Job »
Copy the lines of data below without any change.

[Lines of data]
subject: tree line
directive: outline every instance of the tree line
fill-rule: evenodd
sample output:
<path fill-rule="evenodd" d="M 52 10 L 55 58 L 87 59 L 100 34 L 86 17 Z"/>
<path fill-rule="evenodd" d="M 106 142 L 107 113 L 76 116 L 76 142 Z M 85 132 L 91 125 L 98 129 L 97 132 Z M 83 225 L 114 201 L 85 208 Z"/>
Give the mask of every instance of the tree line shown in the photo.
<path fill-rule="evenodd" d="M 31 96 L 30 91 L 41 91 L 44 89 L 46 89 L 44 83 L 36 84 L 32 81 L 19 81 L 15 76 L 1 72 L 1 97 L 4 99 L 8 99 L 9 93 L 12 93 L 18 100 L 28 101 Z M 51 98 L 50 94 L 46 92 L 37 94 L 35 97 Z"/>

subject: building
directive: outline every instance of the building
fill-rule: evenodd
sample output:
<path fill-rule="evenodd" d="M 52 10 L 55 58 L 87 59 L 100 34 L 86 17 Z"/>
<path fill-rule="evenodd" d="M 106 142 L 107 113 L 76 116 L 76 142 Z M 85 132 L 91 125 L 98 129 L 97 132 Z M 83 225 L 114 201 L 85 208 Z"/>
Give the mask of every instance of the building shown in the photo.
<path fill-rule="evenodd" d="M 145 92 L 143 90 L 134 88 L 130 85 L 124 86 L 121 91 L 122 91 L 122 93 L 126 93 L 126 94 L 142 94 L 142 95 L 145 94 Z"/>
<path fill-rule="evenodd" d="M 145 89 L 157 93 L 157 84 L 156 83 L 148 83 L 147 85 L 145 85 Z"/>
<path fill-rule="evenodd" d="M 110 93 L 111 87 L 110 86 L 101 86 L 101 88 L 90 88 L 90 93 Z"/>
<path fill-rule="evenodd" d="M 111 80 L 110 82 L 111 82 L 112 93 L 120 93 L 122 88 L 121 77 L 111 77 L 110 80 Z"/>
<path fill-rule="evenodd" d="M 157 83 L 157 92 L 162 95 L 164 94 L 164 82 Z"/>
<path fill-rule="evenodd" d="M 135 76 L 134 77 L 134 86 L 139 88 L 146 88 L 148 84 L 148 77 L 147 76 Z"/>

Response to the task »
subject: tree line
directive: outline every instance of the tree line
fill-rule: evenodd
sample output:
<path fill-rule="evenodd" d="M 52 10 L 55 58 L 87 59 L 100 34 L 86 17 Z"/>
<path fill-rule="evenodd" d="M 106 142 L 107 113 L 76 116 L 76 142 Z M 85 132 L 91 125 L 98 129 L 97 132 Z M 83 225 L 114 201 L 85 208 Z"/>
Give the mask of every instance of the tree line shown in the photo.
<path fill-rule="evenodd" d="M 31 96 L 30 91 L 41 91 L 44 89 L 46 89 L 44 83 L 36 84 L 32 81 L 19 81 L 15 76 L 1 72 L 1 97 L 4 99 L 8 99 L 9 93 L 12 93 L 18 100 L 28 101 Z M 51 98 L 50 94 L 46 92 L 37 94 L 35 97 Z"/>

subject: building
directive: outline every instance of the building
fill-rule: evenodd
sample output:
<path fill-rule="evenodd" d="M 52 10 L 55 58 L 87 59 L 100 34 L 86 17 Z"/>
<path fill-rule="evenodd" d="M 106 142 L 107 113 L 76 116 L 76 142 Z M 85 132 L 91 125 L 98 129 L 97 132 Z M 83 225 L 114 201 L 85 208 Z"/>
Give the mask of every instance of the building shown in the photo.
<path fill-rule="evenodd" d="M 145 92 L 143 90 L 134 88 L 130 85 L 124 86 L 121 91 L 122 91 L 122 93 L 126 93 L 126 94 L 142 94 L 142 95 L 145 94 Z"/>
<path fill-rule="evenodd" d="M 145 89 L 157 93 L 157 84 L 156 83 L 148 83 L 147 85 L 145 85 Z"/>
<path fill-rule="evenodd" d="M 110 93 L 111 87 L 110 86 L 101 86 L 101 88 L 90 88 L 90 93 Z"/>
<path fill-rule="evenodd" d="M 111 80 L 110 82 L 111 82 L 112 93 L 120 93 L 122 88 L 121 77 L 111 77 L 110 80 Z"/>
<path fill-rule="evenodd" d="M 157 83 L 157 92 L 162 95 L 164 94 L 164 82 Z"/>
<path fill-rule="evenodd" d="M 135 76 L 134 77 L 134 86 L 139 88 L 146 88 L 148 84 L 148 77 L 147 76 Z"/>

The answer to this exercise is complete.